__The exercise__
In every item, substitute "table leg" for each occurrence of "chair leg" and keep everything else unchanged. Leave the pictures out of your answer.

[Dataset items]
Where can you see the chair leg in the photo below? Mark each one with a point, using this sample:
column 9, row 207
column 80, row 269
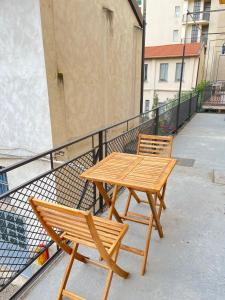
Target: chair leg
column 110, row 275
column 163, row 195
column 67, row 272
column 148, row 239
column 127, row 204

__Task result__
Where can you see the table leg in the photo below? Mark each one with a point, using this sample:
column 9, row 207
column 80, row 269
Target: table leg
column 110, row 275
column 163, row 195
column 67, row 272
column 148, row 239
column 127, row 204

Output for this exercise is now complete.